Challenges:
1. Write out the inauguration commentary below, starting with "Whole Lott of" and going on through "stage at the inauguration?".
2. Answer these questions from the inauguration commentary below:
(a) According to the papers, what did the demonstrators' banner say?
(b) At whose birthday party did Trent Lott make his segregationist sympathies clear?
(c) Which state does Lott represent as a US senator?

Reading text:
-- -- --

Liberty in theory and in practice. Bush has just finished his speech, an address in which he invoked the word "liberty" repeatedly — but there was damn little of it in front of the Capitol. As he was speaking, I saw a police officer lead away a woman who was flashing the peace sign with both hands, and a group of officers forcing other demonstrators to take down their banner. I could only make out the word WAR; later, I read in the papers that it said NO WAR.
I thought the authorities were on hand to provide security — not to protect the star attraction of this choreographed spectacle from the inconveniences of the First Amendment.
Whole Lott of love. Two years ago, the Bushies got some well-deserved praise for pushing then–Senate Republican leader Trent Lott out of the way after he made his segregationist sympathies clear at a birthday party for Strom Thurmond. So what was up with Lott’s full-scale rehabilitation at the inauguration? It’s not like he had been sent into exile. He’s still a US senator from Mississippi. He has occasionally made himself useful, as in his opposition to the FCC’s rush to deregulate media ownership still further. But what has he done to deserve center stage at the inauguration?

-- -- --

Data excerpt:
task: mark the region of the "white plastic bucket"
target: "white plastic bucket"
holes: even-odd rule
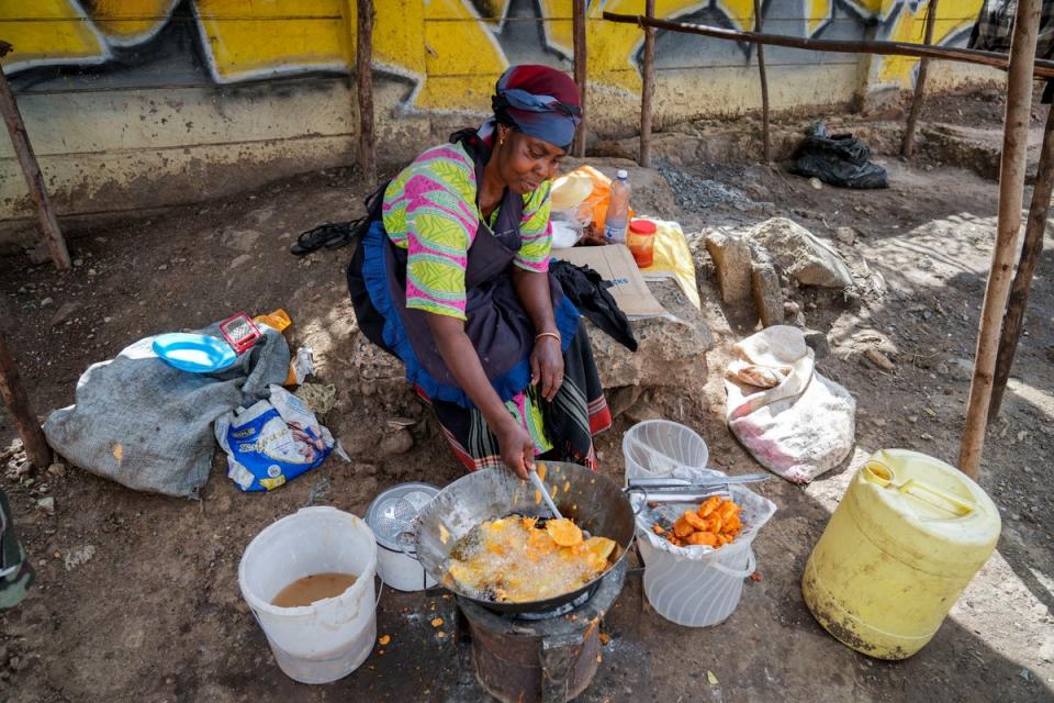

-- -- --

Worked solutions:
1.
Whole Lott of love. Two years ago, the Bushies got some well-deserved praise for pushing then–Senate Republican leader Trent Lott out of the way after he made his segregationist sympathies clear at a birthday party for Strom Thurmond. So what was up with Lott’s full-scale rehabilitation at the inauguration? It’s not like he had been sent into exile. He’s still a US senator from Mississippi. He has occasionally made himself useful, as in his opposition to the FCC’s rush to deregulate media ownership still further. But what has he done to deserve center stage at the inauguration?

2.
(a) NO WAR
(b) Strom Thurmond's
(c) Mississippi